*** Opening Information shown ***

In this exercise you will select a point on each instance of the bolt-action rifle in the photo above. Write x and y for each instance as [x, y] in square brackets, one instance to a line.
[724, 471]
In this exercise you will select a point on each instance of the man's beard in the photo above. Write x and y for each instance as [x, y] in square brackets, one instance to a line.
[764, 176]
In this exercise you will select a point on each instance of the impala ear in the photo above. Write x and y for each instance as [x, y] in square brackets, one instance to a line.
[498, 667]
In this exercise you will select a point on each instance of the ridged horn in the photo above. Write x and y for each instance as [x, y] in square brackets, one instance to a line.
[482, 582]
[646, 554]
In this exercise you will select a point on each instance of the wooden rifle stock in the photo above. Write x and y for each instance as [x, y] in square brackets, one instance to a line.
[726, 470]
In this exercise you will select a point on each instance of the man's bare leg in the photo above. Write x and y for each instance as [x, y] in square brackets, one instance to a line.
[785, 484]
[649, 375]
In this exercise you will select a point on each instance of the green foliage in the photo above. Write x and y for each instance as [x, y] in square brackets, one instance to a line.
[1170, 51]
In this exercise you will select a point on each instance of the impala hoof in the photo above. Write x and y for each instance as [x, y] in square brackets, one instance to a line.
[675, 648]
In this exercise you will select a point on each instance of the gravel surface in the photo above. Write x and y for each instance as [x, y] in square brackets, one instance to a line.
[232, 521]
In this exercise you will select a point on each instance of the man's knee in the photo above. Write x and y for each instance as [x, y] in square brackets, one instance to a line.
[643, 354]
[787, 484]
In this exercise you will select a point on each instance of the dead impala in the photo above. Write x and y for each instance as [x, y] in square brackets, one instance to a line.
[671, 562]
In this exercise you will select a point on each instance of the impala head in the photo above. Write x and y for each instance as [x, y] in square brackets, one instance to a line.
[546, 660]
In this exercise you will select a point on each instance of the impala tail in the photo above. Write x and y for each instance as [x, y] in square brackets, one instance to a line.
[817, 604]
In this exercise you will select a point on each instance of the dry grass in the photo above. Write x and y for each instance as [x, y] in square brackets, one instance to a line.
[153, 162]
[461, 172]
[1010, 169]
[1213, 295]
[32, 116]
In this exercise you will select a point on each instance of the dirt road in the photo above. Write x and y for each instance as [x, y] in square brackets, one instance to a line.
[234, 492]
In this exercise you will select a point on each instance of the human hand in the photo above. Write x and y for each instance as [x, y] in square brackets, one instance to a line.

*** Closing Information shown ***

Assignment: Look above for the line containing "the dry grass"; copy from it through the last line, exactly, and nothing more.

Task result:
In this exercise you will select a point on each instance of the dry grass in the photo above. Write x and y for each instance as [x, y] in square brackets, one instance to a line.
[153, 162]
[461, 172]
[1010, 169]
[1213, 295]
[32, 116]
In this exercise you will select a point on each instance of the dirt road in the photo above. Write x and y for each instance as [x, y] in square brackets, one instance to a line.
[234, 492]
In this exercise you will select a point on each instance of the human hand in the photo above. Write x and y for each instance as [x, y] in square brackets, one instance to a line.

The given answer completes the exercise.